[begin Items]

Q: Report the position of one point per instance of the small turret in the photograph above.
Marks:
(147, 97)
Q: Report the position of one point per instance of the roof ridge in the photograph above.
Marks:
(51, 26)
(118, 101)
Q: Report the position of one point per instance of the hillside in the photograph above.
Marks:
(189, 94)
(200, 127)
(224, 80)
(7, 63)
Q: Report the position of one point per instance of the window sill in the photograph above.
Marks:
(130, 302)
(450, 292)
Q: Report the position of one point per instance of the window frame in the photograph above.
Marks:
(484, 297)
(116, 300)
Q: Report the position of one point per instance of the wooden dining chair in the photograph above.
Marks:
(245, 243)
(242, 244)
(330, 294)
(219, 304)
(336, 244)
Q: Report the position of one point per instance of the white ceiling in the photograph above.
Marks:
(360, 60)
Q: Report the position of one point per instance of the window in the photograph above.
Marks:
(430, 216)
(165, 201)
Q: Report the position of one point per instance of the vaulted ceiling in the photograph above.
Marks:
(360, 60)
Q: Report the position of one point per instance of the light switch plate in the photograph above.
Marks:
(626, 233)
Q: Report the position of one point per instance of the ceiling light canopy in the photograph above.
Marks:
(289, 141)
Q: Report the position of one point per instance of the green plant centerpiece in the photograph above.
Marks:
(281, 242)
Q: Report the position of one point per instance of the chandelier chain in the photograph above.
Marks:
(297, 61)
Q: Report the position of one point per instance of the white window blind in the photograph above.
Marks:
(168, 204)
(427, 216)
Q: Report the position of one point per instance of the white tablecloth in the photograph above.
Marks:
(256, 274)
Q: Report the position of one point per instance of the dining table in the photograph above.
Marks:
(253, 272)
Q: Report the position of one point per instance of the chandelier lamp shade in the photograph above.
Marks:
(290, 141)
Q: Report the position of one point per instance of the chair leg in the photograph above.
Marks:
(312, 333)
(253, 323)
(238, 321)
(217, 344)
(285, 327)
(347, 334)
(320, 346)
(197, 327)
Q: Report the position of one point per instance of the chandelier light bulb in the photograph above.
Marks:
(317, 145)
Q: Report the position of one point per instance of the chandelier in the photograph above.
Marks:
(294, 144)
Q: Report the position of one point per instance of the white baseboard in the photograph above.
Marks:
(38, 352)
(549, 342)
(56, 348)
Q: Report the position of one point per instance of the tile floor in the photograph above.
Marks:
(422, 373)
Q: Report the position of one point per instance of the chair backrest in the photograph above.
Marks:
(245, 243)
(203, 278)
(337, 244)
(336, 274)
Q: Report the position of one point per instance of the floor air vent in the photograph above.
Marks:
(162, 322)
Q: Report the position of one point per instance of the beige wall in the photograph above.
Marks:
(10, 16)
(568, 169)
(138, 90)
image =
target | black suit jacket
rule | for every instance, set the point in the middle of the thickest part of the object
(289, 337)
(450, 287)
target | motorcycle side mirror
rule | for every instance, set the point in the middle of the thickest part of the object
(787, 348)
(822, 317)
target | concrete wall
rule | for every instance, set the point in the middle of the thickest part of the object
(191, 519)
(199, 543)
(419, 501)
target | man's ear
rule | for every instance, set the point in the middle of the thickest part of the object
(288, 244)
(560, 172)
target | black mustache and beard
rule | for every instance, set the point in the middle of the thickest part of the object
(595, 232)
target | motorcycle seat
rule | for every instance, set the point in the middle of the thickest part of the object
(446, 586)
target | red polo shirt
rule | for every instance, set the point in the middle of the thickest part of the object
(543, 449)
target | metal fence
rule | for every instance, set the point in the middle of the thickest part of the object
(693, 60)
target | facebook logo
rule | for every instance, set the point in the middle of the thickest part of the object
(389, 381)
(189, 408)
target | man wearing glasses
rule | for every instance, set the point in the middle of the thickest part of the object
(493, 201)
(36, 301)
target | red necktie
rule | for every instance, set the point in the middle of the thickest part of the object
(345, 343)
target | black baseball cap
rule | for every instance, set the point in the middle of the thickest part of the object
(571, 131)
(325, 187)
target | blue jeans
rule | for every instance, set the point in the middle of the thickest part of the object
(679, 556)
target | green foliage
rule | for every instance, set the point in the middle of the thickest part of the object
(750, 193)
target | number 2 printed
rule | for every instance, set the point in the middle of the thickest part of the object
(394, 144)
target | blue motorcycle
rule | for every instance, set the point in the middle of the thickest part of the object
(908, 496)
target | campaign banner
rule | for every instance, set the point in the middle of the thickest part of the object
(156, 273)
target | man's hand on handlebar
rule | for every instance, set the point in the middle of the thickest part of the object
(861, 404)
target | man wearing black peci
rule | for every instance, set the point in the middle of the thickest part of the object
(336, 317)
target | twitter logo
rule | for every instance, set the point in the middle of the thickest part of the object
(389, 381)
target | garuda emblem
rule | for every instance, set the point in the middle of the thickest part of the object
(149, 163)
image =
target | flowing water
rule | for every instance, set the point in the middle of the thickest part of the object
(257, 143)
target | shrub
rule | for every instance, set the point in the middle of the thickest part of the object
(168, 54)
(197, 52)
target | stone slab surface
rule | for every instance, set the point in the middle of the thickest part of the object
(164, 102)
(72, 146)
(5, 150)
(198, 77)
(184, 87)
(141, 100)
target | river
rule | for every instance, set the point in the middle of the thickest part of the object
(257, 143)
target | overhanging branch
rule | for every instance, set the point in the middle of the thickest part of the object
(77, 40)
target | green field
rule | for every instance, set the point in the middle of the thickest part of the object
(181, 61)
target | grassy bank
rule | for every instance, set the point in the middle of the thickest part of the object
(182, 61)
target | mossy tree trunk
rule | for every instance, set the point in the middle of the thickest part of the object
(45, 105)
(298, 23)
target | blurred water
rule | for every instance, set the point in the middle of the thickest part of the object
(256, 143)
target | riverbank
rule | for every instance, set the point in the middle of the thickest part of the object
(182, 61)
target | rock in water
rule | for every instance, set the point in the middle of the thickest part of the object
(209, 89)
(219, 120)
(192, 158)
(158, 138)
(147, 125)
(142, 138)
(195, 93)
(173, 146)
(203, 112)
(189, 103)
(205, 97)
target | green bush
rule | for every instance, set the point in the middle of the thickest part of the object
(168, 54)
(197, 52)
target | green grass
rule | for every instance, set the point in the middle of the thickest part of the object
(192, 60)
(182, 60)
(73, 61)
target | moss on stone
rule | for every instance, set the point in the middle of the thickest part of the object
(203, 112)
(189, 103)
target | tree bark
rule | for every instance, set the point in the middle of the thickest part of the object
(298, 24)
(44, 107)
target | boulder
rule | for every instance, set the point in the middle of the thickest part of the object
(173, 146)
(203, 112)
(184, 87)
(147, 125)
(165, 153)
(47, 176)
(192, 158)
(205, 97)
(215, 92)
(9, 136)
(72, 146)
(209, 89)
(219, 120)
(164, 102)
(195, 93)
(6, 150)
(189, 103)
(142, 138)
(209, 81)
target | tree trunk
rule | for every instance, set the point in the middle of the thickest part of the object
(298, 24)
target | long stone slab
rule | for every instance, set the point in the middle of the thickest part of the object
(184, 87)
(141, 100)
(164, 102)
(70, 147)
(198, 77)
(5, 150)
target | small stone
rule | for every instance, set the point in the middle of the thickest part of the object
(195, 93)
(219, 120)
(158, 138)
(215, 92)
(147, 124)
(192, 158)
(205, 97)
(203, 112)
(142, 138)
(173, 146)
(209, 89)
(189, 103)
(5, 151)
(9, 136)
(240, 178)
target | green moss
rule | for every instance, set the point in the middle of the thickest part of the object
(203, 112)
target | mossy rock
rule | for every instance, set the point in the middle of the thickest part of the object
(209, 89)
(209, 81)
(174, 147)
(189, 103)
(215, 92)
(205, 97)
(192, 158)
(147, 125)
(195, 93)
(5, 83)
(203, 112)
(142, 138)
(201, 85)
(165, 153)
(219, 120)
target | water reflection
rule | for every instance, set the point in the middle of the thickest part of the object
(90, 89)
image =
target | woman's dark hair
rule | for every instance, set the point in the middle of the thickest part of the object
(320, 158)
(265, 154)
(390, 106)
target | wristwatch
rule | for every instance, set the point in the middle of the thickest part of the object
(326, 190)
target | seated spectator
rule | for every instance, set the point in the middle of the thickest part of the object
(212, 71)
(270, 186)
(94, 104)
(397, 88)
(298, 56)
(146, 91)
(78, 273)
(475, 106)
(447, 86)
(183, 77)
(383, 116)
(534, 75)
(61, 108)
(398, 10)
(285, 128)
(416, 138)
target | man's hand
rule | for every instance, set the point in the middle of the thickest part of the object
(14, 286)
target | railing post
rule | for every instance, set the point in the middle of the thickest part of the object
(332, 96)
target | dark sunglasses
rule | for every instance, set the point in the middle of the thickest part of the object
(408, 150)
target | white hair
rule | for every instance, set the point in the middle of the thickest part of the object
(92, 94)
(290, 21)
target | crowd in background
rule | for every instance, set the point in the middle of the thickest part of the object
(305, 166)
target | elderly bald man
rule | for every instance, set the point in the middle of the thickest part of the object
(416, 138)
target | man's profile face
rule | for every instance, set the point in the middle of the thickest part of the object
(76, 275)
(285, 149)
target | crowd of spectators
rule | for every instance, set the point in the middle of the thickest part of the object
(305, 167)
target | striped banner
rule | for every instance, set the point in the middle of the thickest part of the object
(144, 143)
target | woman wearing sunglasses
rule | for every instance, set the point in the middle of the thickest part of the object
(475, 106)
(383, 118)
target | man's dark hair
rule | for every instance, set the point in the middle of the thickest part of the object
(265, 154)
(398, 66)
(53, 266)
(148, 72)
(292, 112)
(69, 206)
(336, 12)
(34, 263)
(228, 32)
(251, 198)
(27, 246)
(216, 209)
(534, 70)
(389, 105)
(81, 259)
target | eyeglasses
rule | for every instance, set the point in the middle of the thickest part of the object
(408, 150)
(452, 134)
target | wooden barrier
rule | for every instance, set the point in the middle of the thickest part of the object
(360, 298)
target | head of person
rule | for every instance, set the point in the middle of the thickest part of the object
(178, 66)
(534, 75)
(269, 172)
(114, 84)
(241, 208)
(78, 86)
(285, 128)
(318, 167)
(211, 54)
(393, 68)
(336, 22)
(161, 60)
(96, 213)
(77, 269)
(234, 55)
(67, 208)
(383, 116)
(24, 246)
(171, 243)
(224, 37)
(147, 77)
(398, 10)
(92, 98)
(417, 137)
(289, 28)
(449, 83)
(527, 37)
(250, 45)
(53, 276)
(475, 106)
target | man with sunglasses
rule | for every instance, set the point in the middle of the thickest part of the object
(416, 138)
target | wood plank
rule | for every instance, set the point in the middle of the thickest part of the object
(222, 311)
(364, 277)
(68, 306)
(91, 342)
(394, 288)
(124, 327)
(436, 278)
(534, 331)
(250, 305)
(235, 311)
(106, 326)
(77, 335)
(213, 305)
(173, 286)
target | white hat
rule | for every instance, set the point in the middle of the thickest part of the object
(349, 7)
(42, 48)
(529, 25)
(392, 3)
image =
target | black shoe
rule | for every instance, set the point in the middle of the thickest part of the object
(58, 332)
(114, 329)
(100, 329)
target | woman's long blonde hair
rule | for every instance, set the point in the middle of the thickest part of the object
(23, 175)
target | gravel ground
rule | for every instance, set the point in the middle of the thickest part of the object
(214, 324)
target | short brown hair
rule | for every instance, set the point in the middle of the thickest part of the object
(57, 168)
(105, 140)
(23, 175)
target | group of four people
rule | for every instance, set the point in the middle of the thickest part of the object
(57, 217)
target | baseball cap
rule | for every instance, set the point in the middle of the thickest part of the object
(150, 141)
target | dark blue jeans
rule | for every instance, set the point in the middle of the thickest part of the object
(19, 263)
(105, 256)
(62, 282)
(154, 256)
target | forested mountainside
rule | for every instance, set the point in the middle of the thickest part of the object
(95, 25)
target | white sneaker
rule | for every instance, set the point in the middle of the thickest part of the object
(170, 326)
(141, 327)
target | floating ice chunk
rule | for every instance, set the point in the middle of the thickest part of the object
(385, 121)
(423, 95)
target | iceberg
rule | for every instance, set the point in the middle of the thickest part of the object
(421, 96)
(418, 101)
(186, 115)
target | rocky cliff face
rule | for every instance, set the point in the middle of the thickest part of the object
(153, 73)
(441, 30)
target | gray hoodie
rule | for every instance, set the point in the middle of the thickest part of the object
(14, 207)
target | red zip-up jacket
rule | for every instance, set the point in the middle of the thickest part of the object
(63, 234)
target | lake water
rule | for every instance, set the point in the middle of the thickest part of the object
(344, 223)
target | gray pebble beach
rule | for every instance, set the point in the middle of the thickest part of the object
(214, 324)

[end Items]

__Exercise__:
Quote, word for word, every line starting at the one that contains "target | woman's long blonde hair" and ending with the final line of the entries.

__Solution to the problem__:
target | woman's long blonde hair
rule | for every instance, set the point in the middle of the thickest part of the object
(23, 175)
target | gravel ground
rule | for every instance, set the point in the middle of the thickest part of the object
(214, 324)
target | short brown hair
rule | for every instance, set the point in the middle of the thickest part of the object
(57, 168)
(105, 140)
(23, 175)
target | group of four people
rule | for every instance, set the point in the middle of the thickest part of the object
(57, 217)
target | baseball cap
rule | for every instance, set the point in the middle of the thickest part of the object
(150, 141)
target | dark blue jeans
rule | for every instance, set the point in the middle of the thickest part of the object
(19, 263)
(105, 256)
(62, 282)
(154, 256)
target | forested mountainside
rule | for every instance, set the point in the middle of the thickest part of the object
(95, 25)
target | white sneaker
rule | for every instance, set the point in the middle of the thickest part of the object
(170, 326)
(141, 327)
target | floating ice chunk
rule | for every instance, set the point in the middle of the thickest part of the object
(385, 121)
(423, 95)
target | iceberg
rule | for every instance, set the point in the middle of the thickest part of the object
(421, 96)
(418, 101)
(186, 115)
target | rocky cliff face
rule | for every instance, set the point in the middle of the thickest part of the object
(153, 73)
(441, 30)
target | gray hoodie
rule | for every instance, set the point in the middle of the thickest part of the object
(14, 207)
target | red zip-up jacket
rule | for every instance, set the point in the middle of the thickest part of the object
(63, 234)
target | lake water
rule | for every instance, set the point in the middle of the thickest part of the object
(344, 223)
target | gray pebble beach
rule | for every instance, set the point in the middle of the thickest part of the object
(214, 324)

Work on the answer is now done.